— START Given records —

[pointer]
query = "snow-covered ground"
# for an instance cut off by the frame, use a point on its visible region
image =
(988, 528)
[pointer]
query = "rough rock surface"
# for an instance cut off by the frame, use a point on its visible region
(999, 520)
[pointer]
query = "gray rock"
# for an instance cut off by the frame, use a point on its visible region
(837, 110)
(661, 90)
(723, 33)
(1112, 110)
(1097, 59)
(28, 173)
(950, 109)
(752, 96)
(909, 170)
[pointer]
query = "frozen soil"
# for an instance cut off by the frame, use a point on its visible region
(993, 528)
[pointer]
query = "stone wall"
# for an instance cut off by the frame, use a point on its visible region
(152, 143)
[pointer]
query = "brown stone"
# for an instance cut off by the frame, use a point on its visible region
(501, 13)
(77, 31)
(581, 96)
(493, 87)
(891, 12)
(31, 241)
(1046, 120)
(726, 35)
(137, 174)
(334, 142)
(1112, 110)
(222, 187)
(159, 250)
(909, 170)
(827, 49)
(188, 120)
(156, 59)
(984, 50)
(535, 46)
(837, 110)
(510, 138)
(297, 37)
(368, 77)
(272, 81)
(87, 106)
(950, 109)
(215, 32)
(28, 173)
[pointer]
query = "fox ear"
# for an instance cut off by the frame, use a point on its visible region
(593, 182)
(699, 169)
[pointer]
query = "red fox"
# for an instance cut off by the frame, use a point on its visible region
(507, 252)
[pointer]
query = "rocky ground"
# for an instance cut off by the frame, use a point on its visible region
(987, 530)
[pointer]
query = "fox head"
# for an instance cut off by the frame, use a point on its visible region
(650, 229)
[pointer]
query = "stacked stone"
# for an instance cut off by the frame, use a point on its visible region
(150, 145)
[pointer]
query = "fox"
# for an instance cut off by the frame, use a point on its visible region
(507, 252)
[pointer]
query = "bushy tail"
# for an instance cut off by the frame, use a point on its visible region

— END Given records —

What the exercise asks: Locate each line in the records above that includes the word "stone", and copy those lines out.

Full output:
query = "stone wall"
query = "brown stone"
query = "stacked stone"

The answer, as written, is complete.